From the listing below, extract each entry exactly as written, minus the images.

-- Begin Material provided --

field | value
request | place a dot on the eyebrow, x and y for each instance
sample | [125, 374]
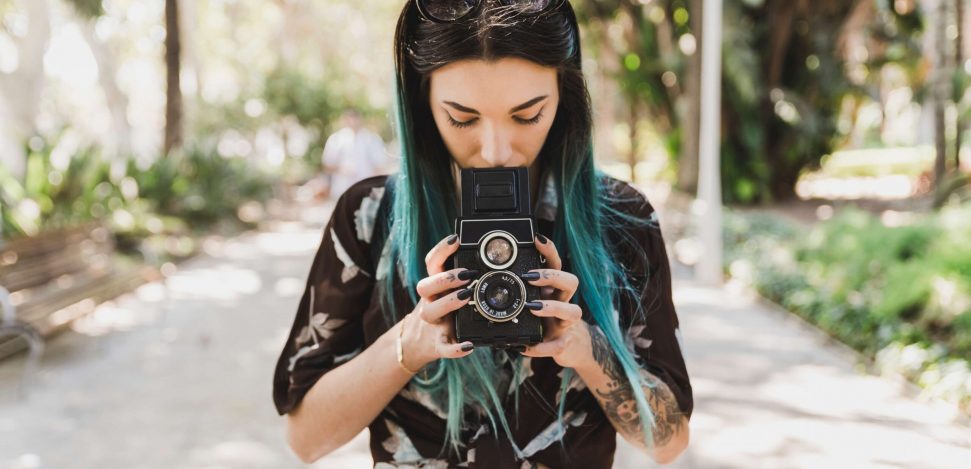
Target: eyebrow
[513, 110]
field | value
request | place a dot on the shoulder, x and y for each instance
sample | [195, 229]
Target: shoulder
[357, 208]
[626, 199]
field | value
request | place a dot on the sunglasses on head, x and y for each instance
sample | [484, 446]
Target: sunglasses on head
[444, 11]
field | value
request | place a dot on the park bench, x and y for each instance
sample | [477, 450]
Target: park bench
[49, 280]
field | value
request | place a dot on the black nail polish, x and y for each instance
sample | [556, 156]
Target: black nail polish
[467, 274]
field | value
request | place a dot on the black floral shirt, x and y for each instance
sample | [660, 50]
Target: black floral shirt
[339, 316]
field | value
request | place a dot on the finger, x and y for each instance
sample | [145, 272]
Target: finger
[565, 282]
[435, 258]
[569, 313]
[433, 312]
[545, 247]
[547, 349]
[433, 285]
[446, 349]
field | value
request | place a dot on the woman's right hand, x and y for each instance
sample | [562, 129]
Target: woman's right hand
[429, 329]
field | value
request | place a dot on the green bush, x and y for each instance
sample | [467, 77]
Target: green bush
[872, 286]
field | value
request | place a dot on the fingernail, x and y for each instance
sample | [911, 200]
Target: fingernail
[467, 274]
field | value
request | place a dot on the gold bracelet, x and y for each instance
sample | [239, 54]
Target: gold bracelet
[400, 351]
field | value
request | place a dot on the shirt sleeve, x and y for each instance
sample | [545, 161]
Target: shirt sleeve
[655, 335]
[327, 328]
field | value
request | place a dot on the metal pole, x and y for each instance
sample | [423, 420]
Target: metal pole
[709, 177]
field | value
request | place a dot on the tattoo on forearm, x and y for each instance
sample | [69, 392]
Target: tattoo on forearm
[618, 399]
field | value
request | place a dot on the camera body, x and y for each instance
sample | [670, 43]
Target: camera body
[495, 235]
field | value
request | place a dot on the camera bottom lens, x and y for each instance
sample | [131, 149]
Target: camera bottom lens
[500, 296]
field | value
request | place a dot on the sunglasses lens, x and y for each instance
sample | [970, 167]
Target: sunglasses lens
[529, 6]
[448, 10]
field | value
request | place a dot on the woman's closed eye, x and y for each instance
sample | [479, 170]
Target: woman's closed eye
[463, 124]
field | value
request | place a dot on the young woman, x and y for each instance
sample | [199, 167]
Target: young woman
[487, 83]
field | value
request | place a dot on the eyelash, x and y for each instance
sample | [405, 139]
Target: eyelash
[462, 125]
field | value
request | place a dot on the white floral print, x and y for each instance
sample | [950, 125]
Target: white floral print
[364, 216]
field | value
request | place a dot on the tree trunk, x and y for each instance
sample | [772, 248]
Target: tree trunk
[940, 79]
[688, 160]
[20, 91]
[115, 99]
[173, 103]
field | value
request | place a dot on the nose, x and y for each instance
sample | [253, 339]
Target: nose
[496, 145]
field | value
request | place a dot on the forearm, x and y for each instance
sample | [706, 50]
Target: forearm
[608, 383]
[346, 399]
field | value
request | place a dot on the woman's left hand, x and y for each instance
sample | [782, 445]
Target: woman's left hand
[566, 337]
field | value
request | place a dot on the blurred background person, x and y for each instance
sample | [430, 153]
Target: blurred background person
[352, 153]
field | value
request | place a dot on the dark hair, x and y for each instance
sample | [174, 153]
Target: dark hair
[424, 191]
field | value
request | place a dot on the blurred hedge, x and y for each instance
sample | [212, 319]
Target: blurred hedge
[899, 294]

-- End Material provided --

§ **Result of this exercise**
field | value
request | place a dot on the eyebrow, x and y for each instance
sample | [125, 374]
Target: eyebrow
[513, 110]
field | value
request | place a dot on the shoulder, x and y for each instance
sample | [195, 229]
Target: shoulder
[357, 208]
[626, 199]
field | value
request | place a dot on the sunglasses on head, x and y for each instance
sample | [484, 446]
Target: sunglasses on head
[444, 11]
field | value
request | place a dot on the park bench, x and y for each instance
sample | [477, 450]
Target: park bench
[49, 280]
field | value
request | place a dot on the black nail polish, x and y for each instance
sample | [556, 156]
Target: black nail polish
[467, 274]
field | value
request | place a dot on the black floral shirt, x and y for each instance
sample | [660, 50]
Target: black floral shirt
[339, 316]
field | value
request | place a dot on the finger, x and y for each instance
sample | [145, 272]
Target: finger
[565, 282]
[435, 258]
[569, 313]
[433, 312]
[545, 247]
[547, 349]
[433, 285]
[446, 349]
field | value
request | place a dot on the woman's right hand, x and y for each instance
sample | [562, 129]
Target: woman's right hand
[429, 329]
field | value
request | place a dot on the green bush, x and y for each instance
sample | [467, 77]
Target: green bush
[872, 286]
field | value
request | place a dot on the fingernail, x and y for each instance
sample | [911, 200]
Target: fingernail
[467, 274]
field | value
request | place a dot on the gold bracelet, x and y for each instance
sample | [239, 54]
Target: gold bracelet
[400, 351]
field | value
request | place a dot on the shirt sleeve, x and y for each instance
sample | [545, 161]
Target: shirt sleeve
[655, 335]
[327, 328]
field | value
request | place a dot on the metal pole, x and y for each instance
sample | [423, 420]
Target: metal pole
[709, 177]
field | value
request | place a dot on the tattoo on forearm, x and y for each instance
sample | [69, 392]
Target: tattoo on forearm
[618, 399]
field | value
request | place a dot on the camera body, x and y for each instance
sample | [670, 43]
Target: camera body
[495, 235]
field | value
request | place a dot on the camera bottom lens, x and y for each instance
sample | [131, 149]
Target: camera bottom lens
[500, 296]
field | value
request | place a dot on the sunglasses lens, x and y for each instance
sample | [970, 167]
Target: sunglasses lens
[529, 6]
[448, 10]
field | value
request | place a dot on the woman's closed eye, x and y for each instance
sample | [479, 170]
Target: woman's closed eye
[463, 124]
field | value
request | place a dot on the young woman, x and y for each instance
sample | [199, 167]
Target: young woman
[487, 83]
field | value
request | place a dot on the eyelash, x and y for each instance
sample | [405, 139]
Target: eyelash
[462, 125]
field | value
request | place a dot on the white floral print, x and y for each instance
sample | [950, 125]
Target: white floral print
[364, 216]
field | value
request | place a dot on the tree trunk, x and y for each instance
sample | [772, 248]
Target: tree trunk
[940, 79]
[688, 160]
[20, 91]
[115, 99]
[173, 103]
field | value
request | place a dot on the nose, x and y for each instance
sample | [253, 339]
Target: nose
[496, 145]
field | value
request | place a dot on the forearm, x and y for each instance
sample | [706, 50]
Target: forearm
[608, 383]
[346, 399]
field | value
request | place a dot on the woman's left hand, x and y for each instance
sample | [782, 445]
Target: woman's left hand
[566, 337]
field | value
request | place a dot on the blurred background person, x and y for each instance
sample | [430, 153]
Target: blurred background person
[352, 153]
field | value
request | place a dot on the dark hair, x and y for each instance
sample | [174, 153]
Target: dark hair
[424, 191]
field | value
request | place a dot on the blurred hedge, x and y for each instance
sample | [212, 319]
Target: blurred hedge
[899, 294]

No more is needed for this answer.